▶ _Exercise requirements_: Lay out every line below as a numbered list, skipping blank lines. Leave the pictures out of your answer.

▶ _Provided information_:
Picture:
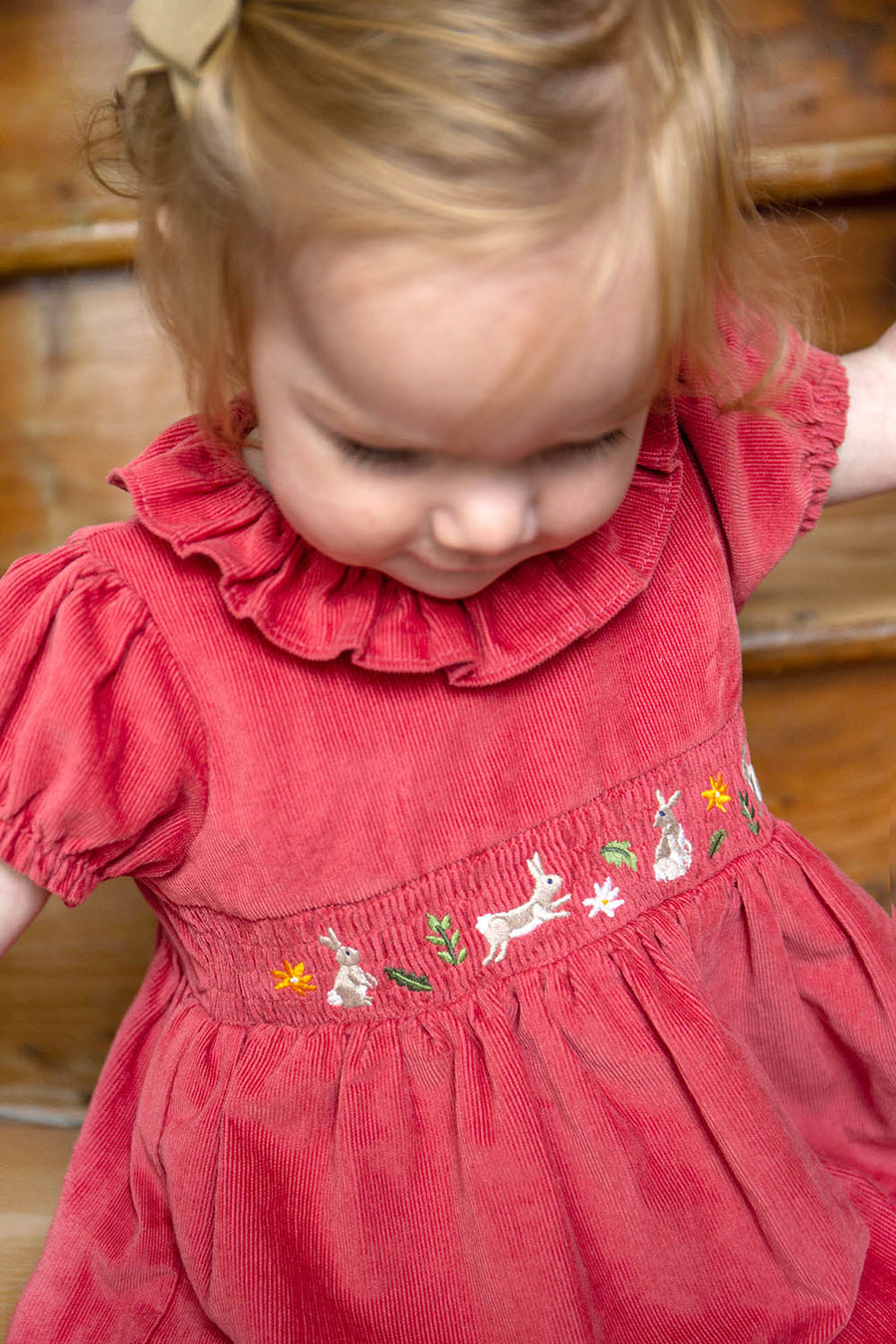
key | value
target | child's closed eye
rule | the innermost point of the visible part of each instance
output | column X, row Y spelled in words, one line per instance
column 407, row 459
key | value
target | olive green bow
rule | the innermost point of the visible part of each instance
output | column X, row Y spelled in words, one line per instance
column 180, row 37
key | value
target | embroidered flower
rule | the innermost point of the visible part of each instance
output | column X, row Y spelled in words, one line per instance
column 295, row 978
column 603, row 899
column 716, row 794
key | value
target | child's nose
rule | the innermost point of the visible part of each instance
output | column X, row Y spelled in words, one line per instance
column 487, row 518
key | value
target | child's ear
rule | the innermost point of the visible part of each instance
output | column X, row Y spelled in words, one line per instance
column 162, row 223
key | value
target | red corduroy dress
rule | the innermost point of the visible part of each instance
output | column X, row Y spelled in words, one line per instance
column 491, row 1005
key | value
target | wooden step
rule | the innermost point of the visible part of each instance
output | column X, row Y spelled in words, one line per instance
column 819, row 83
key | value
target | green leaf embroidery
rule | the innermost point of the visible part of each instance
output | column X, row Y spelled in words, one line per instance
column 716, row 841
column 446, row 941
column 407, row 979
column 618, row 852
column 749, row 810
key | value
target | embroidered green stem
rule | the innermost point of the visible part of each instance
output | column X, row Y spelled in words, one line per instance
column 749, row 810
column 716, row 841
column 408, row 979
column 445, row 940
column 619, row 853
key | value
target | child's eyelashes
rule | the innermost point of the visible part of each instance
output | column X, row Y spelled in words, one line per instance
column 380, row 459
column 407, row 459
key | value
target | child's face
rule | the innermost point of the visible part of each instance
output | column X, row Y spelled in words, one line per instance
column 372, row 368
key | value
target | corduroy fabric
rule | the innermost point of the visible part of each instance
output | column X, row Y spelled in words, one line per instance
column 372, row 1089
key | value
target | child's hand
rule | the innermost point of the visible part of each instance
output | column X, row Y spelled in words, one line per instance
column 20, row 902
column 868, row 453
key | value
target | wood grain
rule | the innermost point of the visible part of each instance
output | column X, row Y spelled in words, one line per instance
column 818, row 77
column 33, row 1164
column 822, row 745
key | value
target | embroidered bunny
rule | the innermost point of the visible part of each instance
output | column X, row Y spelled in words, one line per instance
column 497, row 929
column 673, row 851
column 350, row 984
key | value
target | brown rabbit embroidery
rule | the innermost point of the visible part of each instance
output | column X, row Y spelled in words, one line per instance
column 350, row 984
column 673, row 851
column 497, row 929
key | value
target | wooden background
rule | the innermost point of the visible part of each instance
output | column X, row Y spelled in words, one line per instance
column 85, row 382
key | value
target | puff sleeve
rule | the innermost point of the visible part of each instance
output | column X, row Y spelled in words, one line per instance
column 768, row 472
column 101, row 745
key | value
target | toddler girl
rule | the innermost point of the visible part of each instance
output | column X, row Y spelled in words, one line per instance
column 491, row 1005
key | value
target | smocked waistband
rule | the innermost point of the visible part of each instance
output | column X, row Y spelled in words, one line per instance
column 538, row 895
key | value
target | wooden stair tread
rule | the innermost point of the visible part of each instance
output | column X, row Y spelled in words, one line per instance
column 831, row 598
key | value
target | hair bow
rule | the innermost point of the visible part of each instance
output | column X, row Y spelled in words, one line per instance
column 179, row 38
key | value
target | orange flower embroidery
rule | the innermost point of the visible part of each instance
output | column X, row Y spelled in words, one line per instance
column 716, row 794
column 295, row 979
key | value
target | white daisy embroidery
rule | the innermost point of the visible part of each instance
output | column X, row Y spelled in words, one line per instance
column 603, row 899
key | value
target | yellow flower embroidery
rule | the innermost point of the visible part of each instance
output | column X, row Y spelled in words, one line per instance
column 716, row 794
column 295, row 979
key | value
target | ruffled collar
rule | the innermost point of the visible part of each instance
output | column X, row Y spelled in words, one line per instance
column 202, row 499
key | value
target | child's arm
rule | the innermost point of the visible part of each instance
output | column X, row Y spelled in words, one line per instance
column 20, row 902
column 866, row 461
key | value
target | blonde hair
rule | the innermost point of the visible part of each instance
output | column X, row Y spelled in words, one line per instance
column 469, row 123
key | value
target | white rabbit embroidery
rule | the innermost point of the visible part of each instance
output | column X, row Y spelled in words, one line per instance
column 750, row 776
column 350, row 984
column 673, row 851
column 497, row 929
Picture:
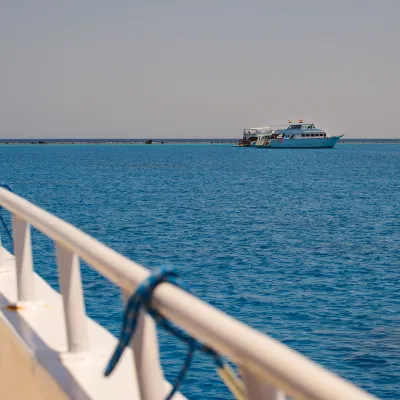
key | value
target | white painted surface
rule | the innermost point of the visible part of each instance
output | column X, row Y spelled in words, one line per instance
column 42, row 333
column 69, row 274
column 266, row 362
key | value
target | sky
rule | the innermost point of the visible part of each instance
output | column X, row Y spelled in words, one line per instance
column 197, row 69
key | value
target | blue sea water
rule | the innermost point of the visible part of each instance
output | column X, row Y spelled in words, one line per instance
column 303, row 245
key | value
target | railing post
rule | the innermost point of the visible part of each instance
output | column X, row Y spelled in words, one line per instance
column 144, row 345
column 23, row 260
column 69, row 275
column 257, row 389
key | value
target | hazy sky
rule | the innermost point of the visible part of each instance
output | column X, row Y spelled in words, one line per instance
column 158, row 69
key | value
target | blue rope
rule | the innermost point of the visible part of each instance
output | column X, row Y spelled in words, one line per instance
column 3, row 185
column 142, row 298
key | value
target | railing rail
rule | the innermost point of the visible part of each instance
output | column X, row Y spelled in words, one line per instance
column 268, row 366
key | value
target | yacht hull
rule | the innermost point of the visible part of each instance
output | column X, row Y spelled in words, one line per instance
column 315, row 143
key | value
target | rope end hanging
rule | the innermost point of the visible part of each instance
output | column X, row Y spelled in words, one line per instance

▶ _Output for this exercise_:
1. Picture:
2. key | value
3. target | child's closed eye
4. rule | the innermost point of the visible part of each instance
5. output | column X, row Y spelled in words, one line per instance
6. column 407, row 459
7. key | value
8. target | olive green bow
9. rule | the innermost point of the visible part of each instance
10. output | column X, row Y spelled in words, one line per instance
11. column 180, row 37
12. key | value
13. target | embroidered flower
14. rule | the innermost point of the visible part of each instance
15. output | column X, row Y spelled in words, one line per instance
16. column 295, row 978
17. column 603, row 899
18. column 716, row 794
19. key | value
20. target | child's nose
21. rule | the innermost point of the visible part of each instance
22. output | column X, row Y spelled in words, one line per instance
23. column 487, row 518
24. key | value
25. target | child's ear
26. rule | the innermost point of the visible part of each instance
27. output | column X, row Y spelled in words, one line per instance
28. column 162, row 223
29. key | value
30. target | red corduroy dress
31. rule | the innermost point of the visible part of each instance
32. output | column X, row Y spelled in words, one line per instance
33. column 491, row 1005
34. key | value
35. target | wooden step
36. rule | the innermost point of the visible part of each instance
37. output | column X, row Y spelled in words, one line per instance
38. column 819, row 83
39. key | value
40. target | green leaf embroidery
41. rule | the innermost point of the visible part of each instance
42. output | column X, row Y spelled in words, one line per instance
43. column 716, row 841
44. column 446, row 941
45. column 407, row 979
46. column 618, row 852
47. column 749, row 810
48. key | value
49. target | embroidered green stem
50. rule | the innermost point of the visible part of each instance
51. output | column X, row Y spelled in words, one line per instance
52. column 749, row 810
53. column 716, row 841
54. column 408, row 979
55. column 445, row 940
56. column 619, row 853
57. key | value
58. target | child's eyelashes
59. rule | the innermost point of the visible part of each instance
60. output | column X, row Y spelled in words, one line per instance
61. column 380, row 459
62. column 407, row 459
63. key | value
64. target | child's face
65. rule | the innermost point of the visible part of each instance
66. output | column X, row Y spelled in words, one line per instance
67. column 372, row 368
68. key | value
69. target | corduroy fabric
70. rule | the innermost point of the visible part of each instance
71. output | column X, row Y spelled in words, one line per instance
72. column 372, row 1089
73. key | value
74. target | child's hand
75. rule | the innermost point of the visible part of each instance
76. output | column X, row Y spelled in words, one line per instance
77. column 20, row 902
78. column 868, row 453
79. key | value
80. target | wood grain
81. rule | the innermost point of the visible part of each instance
82. output | column X, row Y spelled in words, one line per instance
83. column 818, row 77
84. column 33, row 1164
85. column 822, row 745
86. key | value
87. target | embroidered bunny
88. rule | the innermost point of the visible part of each instance
89. output | column X, row Y spelled in words, one line per instance
90. column 497, row 929
91. column 673, row 851
92. column 350, row 984
93. key | value
94. target | brown rabbit embroidery
95. rule | the innermost point of the visible part of each instance
96. output | column X, row Y spelled in words, one line per instance
97. column 350, row 984
98. column 673, row 851
99. column 497, row 929
100. key | value
101. target | wooden background
102. rule | the innermost point of the visible part of each instance
103. output | column X, row Y spelled in words, one line per instance
104. column 85, row 382
105. key | value
106. target | puff sleeve
107. rule | the innermost point of the visible part of each instance
108. output | column X, row Y spelled in words, one line per instance
109. column 768, row 472
110. column 101, row 745
111. key | value
112. target | toddler girl
113. rule | the innermost point of the visible part of each instance
114. output | column X, row Y spelled in words, one line per instance
115. column 491, row 1005
116. key | value
117. target | smocked waistband
118. rule | the innermost point of the visible part of each instance
119. output | column X, row Y spelled in words, one line per instance
120. column 538, row 895
121. key | value
122. target | wooden stair tread
123. rule | the innermost point of the visible part of each instance
124. output | column X, row Y spelled in words, one line per instance
125. column 831, row 598
126. key | value
127. target | hair bow
128. rule | the innermost point of the visible part of each instance
129. output | column X, row Y spelled in words, one line per instance
130. column 179, row 38
131. key | value
132. target | orange flower embroidery
133. rule | the innermost point of the visible part of each instance
134. output | column X, row Y spelled in words, one line per instance
135. column 716, row 794
136. column 295, row 979
137. key | value
138. target | white daisy embroidery
139. rule | the innermost point of the visible part of each instance
140. output | column X, row Y spelled in words, one line per instance
141. column 603, row 899
142. key | value
143. target | yellow flower embroidery
144. rule | the innermost point of the visible part of each instance
145. output | column X, row Y spelled in words, one line per instance
146. column 716, row 794
147. column 295, row 979
148. key | value
149. target | ruffled collar
150. rule | the innermost point of the visible part of each instance
151. output | column X, row Y spelled in words, one line per instance
152. column 202, row 499
153. key | value
154. target | child's arm
155. rule | the innermost point of the visible part of each instance
156. output | column X, row Y spelled in words, one line per instance
157. column 20, row 902
158. column 866, row 461
159. key | value
160. target | blonde hair
161. rule | the innermost point of the visible part of each instance
162. output | column X, row Y spelled in words, one line per instance
163. column 469, row 123
164. key | value
165. target | white rabbit embroidery
166. rule | the innermost point of the visible part of each instance
167. output | column X, row Y spelled in words, one line per instance
168. column 750, row 776
169. column 350, row 984
170. column 673, row 851
171. column 497, row 929
172. Picture:
173. key | value
174. target | white painted surface
175. rule | the innermost point of the visible part of each instance
176. output | column X, row Y spelled in words, one line per instance
177. column 42, row 333
178. column 69, row 274
179. column 266, row 362
180. key | value
181. target | sky
182. rule | the innermost point of the visible part of each instance
183. output | column X, row Y spelled in words, one line per instance
184. column 197, row 69
185. key | value
186. target | blue sea water
187. rule | the innermost point of the visible part of each instance
188. output | column X, row Y spelled in words, one line per instance
189. column 303, row 245
190. key | value
191. target | railing post
192. rule | the innermost point of the visible part of each instance
193. output | column X, row Y spelled in words, one line per instance
194. column 144, row 345
195. column 23, row 260
196. column 69, row 275
197. column 257, row 389
198. key | value
199. target | hazy sky
200. rule | the innermost point of the visible part of each instance
201. output | column X, row Y spelled in words, one line per instance
202. column 158, row 69
203. key | value
204. target | blue rope
205. rule | the innermost point of the visible part of each instance
206. output | column X, row Y spelled in words, one line per instance
207. column 3, row 185
208. column 142, row 298
209. key | value
210. target | railing rail
211. rule | the innermost point of the visible part of each instance
212. output | column X, row Y spelled in words, one line per instance
213. column 268, row 366
214. key | value
215. target | yacht hull
216. rule | the innermost point of the visible part of each instance
217. output | column X, row Y spelled in words, one line per instance
218. column 315, row 143
219. key | value
220. target | rope end hanging
221. rule | the innermost point of the visible part of each instance
222. output | column X, row Y spelled in words, one line per instance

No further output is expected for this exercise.